■ Assignment:
Retype the entries below exactly, but begin at the line containing "Mark one point on every instance of the concrete" and end at the last line.

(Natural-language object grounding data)

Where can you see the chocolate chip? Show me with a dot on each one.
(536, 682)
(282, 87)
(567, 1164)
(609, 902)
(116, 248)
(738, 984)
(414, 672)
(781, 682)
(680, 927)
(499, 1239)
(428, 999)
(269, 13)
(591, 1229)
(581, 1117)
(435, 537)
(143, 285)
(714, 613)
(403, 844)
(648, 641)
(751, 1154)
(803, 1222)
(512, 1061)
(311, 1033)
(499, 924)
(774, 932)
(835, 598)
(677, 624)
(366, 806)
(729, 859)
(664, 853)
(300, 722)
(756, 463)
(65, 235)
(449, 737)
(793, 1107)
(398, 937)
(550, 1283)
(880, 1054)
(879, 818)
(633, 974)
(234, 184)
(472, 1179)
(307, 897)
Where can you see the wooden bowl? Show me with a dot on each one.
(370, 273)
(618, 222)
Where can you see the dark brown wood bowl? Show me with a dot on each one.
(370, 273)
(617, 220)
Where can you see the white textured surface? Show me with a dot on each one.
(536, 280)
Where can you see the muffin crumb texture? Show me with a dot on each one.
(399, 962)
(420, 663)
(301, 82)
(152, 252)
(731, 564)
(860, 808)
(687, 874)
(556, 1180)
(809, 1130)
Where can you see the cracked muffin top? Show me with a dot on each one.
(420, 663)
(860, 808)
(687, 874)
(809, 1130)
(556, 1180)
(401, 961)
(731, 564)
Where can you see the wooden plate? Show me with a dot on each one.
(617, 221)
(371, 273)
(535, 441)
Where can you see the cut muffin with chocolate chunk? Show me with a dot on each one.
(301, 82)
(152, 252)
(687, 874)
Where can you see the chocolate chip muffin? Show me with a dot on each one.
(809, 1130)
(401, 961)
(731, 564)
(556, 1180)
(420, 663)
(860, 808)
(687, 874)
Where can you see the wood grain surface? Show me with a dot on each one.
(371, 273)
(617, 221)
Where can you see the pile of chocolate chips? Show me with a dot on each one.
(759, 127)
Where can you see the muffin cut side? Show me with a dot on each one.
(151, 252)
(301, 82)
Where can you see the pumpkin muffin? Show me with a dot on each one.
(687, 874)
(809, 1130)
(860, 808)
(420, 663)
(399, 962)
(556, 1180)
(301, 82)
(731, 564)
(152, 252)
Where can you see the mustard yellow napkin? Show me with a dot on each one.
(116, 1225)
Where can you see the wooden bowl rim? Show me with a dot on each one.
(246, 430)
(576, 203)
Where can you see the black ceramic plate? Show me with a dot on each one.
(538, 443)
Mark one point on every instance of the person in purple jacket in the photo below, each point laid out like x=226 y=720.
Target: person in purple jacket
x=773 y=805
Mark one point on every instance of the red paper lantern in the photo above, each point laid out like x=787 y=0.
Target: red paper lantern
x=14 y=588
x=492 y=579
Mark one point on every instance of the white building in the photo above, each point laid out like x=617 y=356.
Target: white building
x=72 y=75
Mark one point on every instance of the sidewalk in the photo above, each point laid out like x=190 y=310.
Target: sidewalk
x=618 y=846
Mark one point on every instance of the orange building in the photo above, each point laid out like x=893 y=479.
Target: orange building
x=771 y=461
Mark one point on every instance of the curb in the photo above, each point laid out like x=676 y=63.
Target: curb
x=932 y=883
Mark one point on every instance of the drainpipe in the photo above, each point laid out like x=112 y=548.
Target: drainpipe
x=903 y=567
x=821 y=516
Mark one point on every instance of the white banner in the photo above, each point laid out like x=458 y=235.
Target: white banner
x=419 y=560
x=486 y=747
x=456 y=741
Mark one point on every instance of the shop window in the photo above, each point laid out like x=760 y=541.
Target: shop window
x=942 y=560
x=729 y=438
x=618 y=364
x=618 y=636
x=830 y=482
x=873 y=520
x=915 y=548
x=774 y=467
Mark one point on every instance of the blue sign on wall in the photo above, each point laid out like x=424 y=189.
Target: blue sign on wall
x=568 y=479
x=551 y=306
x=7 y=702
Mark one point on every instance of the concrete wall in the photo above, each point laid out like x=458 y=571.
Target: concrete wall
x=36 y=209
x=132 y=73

■ Your response:
Mark one point on every instance of the concrete wall in the photo above, each point laid out like x=458 y=571.
Target: concrete wall
x=36 y=209
x=132 y=73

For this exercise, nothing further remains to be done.